■ READING TEXT ■
..........
Multiscale arrays v0.1

The following text is being transferred from zarr-specs#50 after the last Zarr community meeting. The metadata specification was thought to be more specific to the imaging domain and is in fact in use by a number of image.sc community repositories. Rather than defining a new GitHub home or duplicating it in multiple repositories, it’s being published here with a new “convention” tag.


As a first version of support for the multiscale use-case, this issue proposes an intermediate nomenclature for describing groups of hierarchical (formerly “Zarr”) arrays which are scaled down versions of one another, e.g.:

example/
├── 0    # Full-sized array
├── 1    # Scaled down 0, e.g. 0.5; for images, in the X&Y dimensions
├── 2    # Scaled down 1, ...
├── 3    # Scaled down 2, ...
└── 4    # Etc.

This layout was independently developed in a number of implementations and has since been implemented in others. Using a common metadata representation across implementations:

  1. fosters a common vocabulary between existing implementations
  2. enables other implementations to reliably detect multiscale arrays
  3. permits the upgrade of v0.1 arrays to future versions of this or other extension
  4. tests this extension for limitations against multiple use cases

A basic example of the metadata that is added to the containing hierarchical group is seen here:

{
  “multiscales”: [
    {
      “datasets” : [
          {"path": "0"},
          {"path": "1"},
          {"path": "2"},
          {"path": "3"},
          {"path": "4"}
        ]
      “version” : “0.1”
    }
     // See the detailed example below for optional metadata
  ]
}

Detailed example

Color key (according to https://www.ietf.org/rfc/rfc2119.txt):

- MUST     : If these values are not present, the multiscale series will not be detected.
! SHOULD   : Missing values may cause issues in future versions.
+ MAY      : Optional values which can be readily omitted.
# UNPARSED : When updating between versions, no transformation will be performed on these values.

Color-coded example:

-{
-  "multiscales": [
-    {
!      "version": "0.1",
!      "name": "example",
-      "datasets": [
-        {"path": "0"},
-        {"path": "1"},
-        {"path": "2"}
-      ],
!      "type": "gaussian",
!      "metadata": {
+        "method":
#          "skiimage.transform.pyramid_gaussian",
+        "version":
#          "0.16.1",
+        "args":
#          [true],
+        "kwargs":
#          {"multichannel": true}
!      }
-    }
-  ]
-}

Explanation

  • The multiscales key of the group metadata contains a list of datasets permitting multiple multiscale series to be present in a single group.
  • By convention, the first multiscale should be chosen if all else is equal.
  • Alternatively, a multiscale can be chosen by name or with slightly more effort, by the zarray metadata like chunk size.
  • The paths to the arrays in dataset series MUST be ordered from largest (i.e. highest resolution) to smallest.
  • These paths could potentially point to datasets in other groups via “…/foo/0” in the future. For now, the identifiers MUST be local to the annotated group.
  • The type values SHOULD come from the enumeration below.
..........
■ RECORD EXCERPTS ■
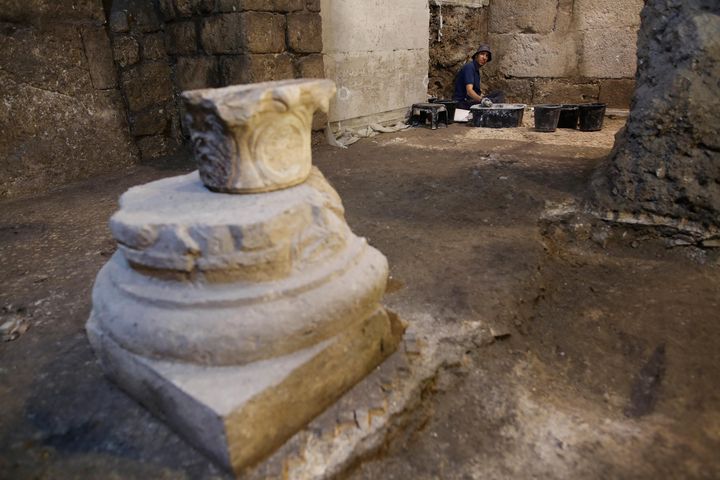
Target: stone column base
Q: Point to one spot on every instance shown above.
(239, 414)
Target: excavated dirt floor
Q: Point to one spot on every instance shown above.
(605, 362)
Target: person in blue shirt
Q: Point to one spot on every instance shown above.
(467, 81)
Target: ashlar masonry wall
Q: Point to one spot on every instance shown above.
(60, 103)
(544, 50)
(164, 47)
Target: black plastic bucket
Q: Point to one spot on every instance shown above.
(546, 117)
(591, 116)
(568, 116)
(500, 115)
(450, 106)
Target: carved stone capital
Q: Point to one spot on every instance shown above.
(255, 138)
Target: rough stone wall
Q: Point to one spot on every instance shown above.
(164, 47)
(59, 94)
(377, 54)
(545, 51)
(667, 160)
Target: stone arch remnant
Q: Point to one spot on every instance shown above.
(665, 167)
(239, 304)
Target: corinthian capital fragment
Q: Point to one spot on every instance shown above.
(255, 138)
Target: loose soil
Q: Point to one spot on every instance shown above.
(605, 362)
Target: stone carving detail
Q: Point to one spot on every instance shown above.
(238, 318)
(255, 138)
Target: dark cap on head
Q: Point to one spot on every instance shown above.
(483, 48)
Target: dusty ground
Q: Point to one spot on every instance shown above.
(606, 363)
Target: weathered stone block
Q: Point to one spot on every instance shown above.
(517, 90)
(198, 72)
(256, 68)
(609, 53)
(283, 6)
(51, 138)
(99, 55)
(143, 16)
(311, 66)
(181, 38)
(126, 50)
(152, 121)
(167, 9)
(617, 93)
(561, 91)
(523, 16)
(223, 34)
(264, 32)
(154, 47)
(45, 12)
(119, 22)
(603, 14)
(534, 55)
(52, 59)
(665, 162)
(304, 32)
(156, 146)
(146, 85)
(187, 8)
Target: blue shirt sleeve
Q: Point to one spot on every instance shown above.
(467, 74)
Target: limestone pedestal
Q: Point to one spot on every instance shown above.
(239, 304)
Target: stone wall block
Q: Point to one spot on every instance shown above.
(146, 85)
(196, 72)
(264, 32)
(99, 55)
(603, 14)
(152, 121)
(562, 91)
(42, 13)
(304, 32)
(533, 55)
(256, 68)
(187, 8)
(282, 6)
(617, 93)
(525, 16)
(156, 146)
(517, 90)
(609, 53)
(126, 50)
(51, 59)
(50, 138)
(223, 34)
(167, 9)
(119, 22)
(142, 16)
(311, 66)
(181, 38)
(154, 47)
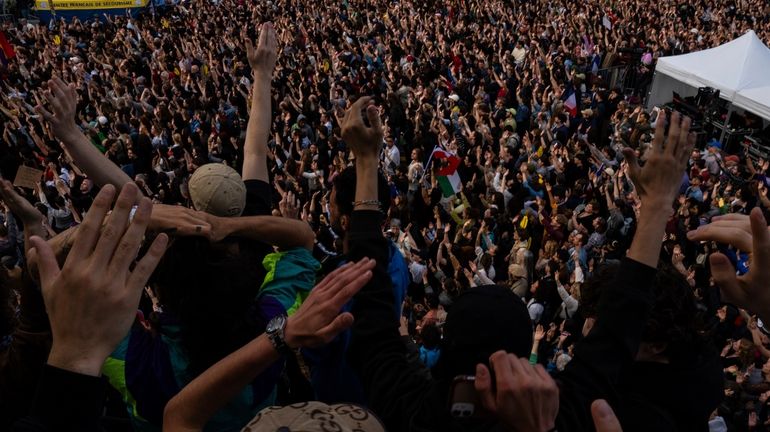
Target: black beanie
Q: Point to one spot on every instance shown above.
(484, 320)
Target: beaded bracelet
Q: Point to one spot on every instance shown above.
(367, 202)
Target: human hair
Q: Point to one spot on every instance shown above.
(345, 191)
(673, 319)
(212, 293)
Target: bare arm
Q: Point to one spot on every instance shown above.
(262, 61)
(316, 323)
(273, 230)
(191, 408)
(63, 99)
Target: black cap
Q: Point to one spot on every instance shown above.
(484, 320)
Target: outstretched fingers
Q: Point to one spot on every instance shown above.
(660, 132)
(131, 241)
(483, 385)
(144, 268)
(88, 231)
(724, 276)
(117, 224)
(47, 266)
(761, 238)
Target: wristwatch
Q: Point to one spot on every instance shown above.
(275, 332)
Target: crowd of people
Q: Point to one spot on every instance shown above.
(378, 215)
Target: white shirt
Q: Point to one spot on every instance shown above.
(391, 154)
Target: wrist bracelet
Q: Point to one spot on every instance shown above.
(367, 202)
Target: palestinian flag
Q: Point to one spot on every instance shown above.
(6, 49)
(446, 175)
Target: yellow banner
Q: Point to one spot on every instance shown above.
(45, 5)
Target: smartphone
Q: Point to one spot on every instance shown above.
(464, 401)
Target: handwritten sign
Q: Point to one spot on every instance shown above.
(27, 177)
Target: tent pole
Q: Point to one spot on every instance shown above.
(724, 126)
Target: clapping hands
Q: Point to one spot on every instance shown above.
(92, 300)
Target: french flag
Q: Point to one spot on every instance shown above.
(570, 103)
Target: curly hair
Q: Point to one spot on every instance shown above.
(212, 294)
(673, 319)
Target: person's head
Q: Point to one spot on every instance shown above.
(430, 335)
(210, 288)
(600, 225)
(671, 331)
(482, 320)
(344, 194)
(416, 155)
(217, 189)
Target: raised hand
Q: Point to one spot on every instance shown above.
(63, 100)
(262, 58)
(364, 141)
(92, 301)
(319, 320)
(660, 178)
(604, 418)
(289, 205)
(748, 233)
(657, 185)
(23, 209)
(526, 398)
(180, 221)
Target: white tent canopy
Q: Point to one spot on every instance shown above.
(755, 100)
(738, 69)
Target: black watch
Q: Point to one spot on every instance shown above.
(275, 332)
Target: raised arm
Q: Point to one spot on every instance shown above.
(63, 100)
(376, 350)
(316, 323)
(282, 232)
(625, 305)
(262, 61)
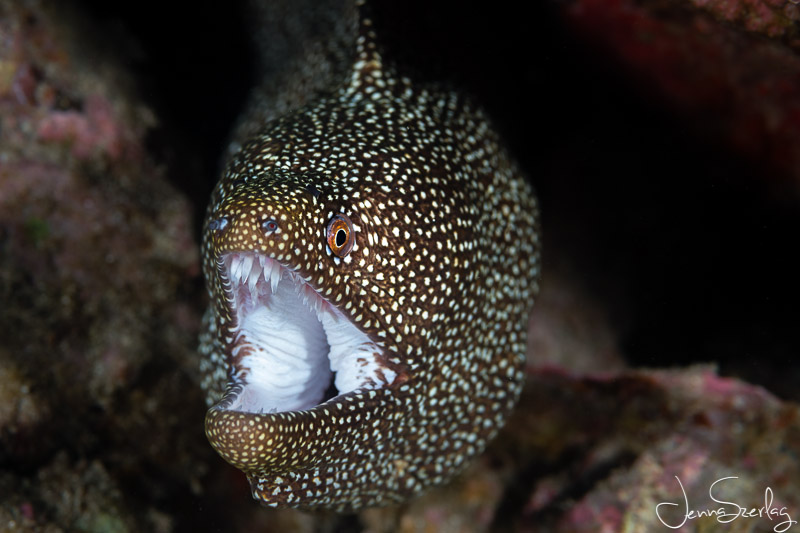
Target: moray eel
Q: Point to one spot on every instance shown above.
(371, 259)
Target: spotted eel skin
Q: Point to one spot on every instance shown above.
(371, 258)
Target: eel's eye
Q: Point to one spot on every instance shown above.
(341, 236)
(218, 224)
(270, 225)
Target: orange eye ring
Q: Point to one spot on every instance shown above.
(341, 236)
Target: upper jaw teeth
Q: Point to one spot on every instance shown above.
(247, 268)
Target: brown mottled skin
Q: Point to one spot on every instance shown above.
(441, 278)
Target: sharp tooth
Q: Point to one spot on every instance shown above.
(255, 272)
(275, 276)
(234, 266)
(247, 267)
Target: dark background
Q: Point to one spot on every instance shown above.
(691, 247)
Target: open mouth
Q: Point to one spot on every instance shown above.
(292, 349)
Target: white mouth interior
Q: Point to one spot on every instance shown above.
(290, 343)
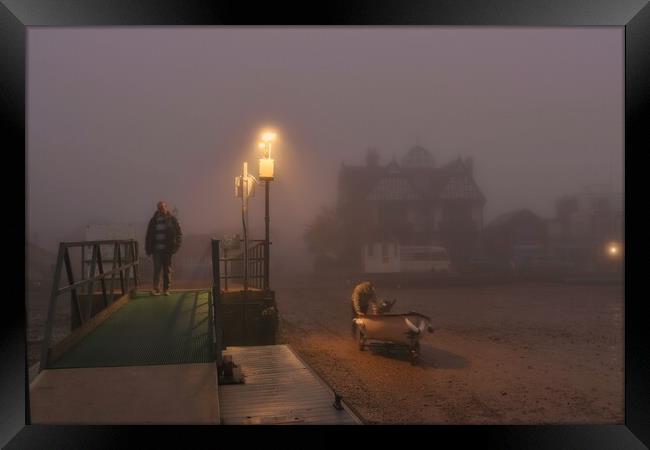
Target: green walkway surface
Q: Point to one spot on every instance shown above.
(148, 330)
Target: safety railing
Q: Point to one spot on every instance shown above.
(249, 271)
(124, 270)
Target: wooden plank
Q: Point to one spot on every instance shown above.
(168, 394)
(279, 389)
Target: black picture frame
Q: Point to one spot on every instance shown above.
(16, 15)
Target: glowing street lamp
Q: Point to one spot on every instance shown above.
(613, 249)
(266, 163)
(266, 174)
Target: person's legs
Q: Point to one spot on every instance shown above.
(157, 267)
(167, 271)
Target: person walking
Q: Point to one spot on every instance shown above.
(362, 296)
(163, 239)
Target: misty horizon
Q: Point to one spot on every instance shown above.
(119, 118)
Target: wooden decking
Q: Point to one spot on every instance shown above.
(152, 362)
(173, 394)
(279, 389)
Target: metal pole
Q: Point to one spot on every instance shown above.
(267, 247)
(216, 302)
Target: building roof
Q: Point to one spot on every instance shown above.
(398, 182)
(506, 218)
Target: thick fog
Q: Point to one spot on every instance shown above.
(119, 118)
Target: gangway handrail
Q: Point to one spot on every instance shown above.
(122, 264)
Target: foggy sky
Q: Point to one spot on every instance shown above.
(119, 118)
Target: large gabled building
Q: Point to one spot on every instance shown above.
(411, 202)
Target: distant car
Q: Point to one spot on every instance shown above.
(487, 267)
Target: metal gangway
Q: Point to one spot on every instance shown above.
(128, 357)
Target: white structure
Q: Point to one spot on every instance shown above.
(390, 257)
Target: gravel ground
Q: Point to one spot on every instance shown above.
(529, 353)
(536, 353)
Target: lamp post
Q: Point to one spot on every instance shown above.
(245, 188)
(266, 174)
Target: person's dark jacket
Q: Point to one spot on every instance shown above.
(174, 234)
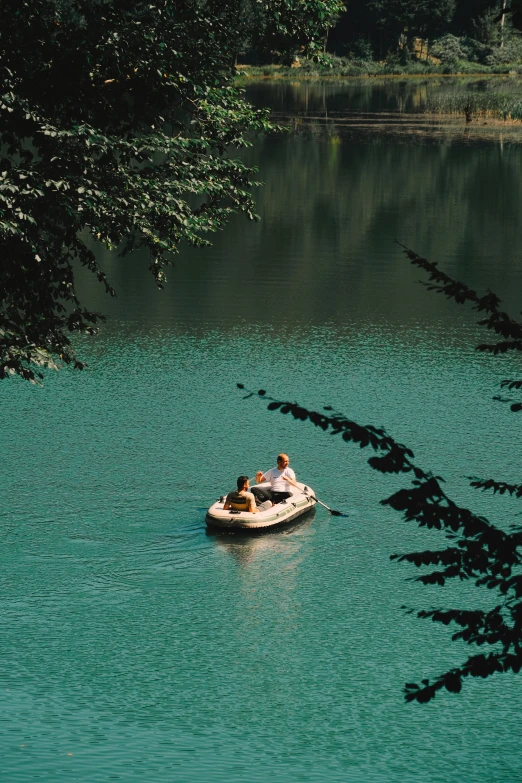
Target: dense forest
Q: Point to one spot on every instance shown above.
(441, 33)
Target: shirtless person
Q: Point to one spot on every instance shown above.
(279, 488)
(242, 499)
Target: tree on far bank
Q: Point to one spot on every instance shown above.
(118, 119)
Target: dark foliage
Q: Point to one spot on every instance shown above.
(117, 119)
(477, 550)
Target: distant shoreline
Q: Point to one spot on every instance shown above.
(251, 73)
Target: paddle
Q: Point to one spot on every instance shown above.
(331, 510)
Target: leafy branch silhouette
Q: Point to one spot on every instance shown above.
(478, 550)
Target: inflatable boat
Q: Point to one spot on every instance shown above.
(301, 501)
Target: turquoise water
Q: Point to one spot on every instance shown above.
(135, 645)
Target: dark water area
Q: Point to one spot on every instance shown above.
(135, 645)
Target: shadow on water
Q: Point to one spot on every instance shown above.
(246, 545)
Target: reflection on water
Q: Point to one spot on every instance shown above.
(282, 543)
(135, 645)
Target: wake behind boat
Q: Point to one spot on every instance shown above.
(301, 501)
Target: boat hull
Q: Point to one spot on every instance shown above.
(301, 502)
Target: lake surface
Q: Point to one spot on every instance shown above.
(137, 646)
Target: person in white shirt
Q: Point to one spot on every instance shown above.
(280, 489)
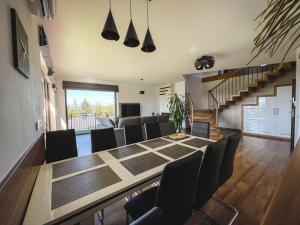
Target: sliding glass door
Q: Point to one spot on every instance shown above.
(89, 109)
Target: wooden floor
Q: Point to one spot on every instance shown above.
(259, 164)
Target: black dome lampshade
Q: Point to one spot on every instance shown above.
(148, 44)
(110, 31)
(131, 39)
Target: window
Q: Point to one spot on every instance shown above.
(89, 109)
..........
Using the text on multiscale arrays above, decide whether each statement agrees with it. Answer yes or no for each, and quote the exact words of the text that settle it.
(a) The paths to the arrays in a dataset series must be ordered from smallest to largest.
(b) When all else is equal, the first multiscale should be chosen.
(c) Values marked UNPARSED are transformed when updating between versions.

■ EXERCISE RESPONSE ■
(a) No: "The paths to the arrays in dataset series MUST be ordered from largest (i.e. highest resolution) to smallest."
(b) Yes: "By convention, the first multiscale should be chosen if all else is equal."
(c) No: "When updating between versions, no transformation will be performed on these values."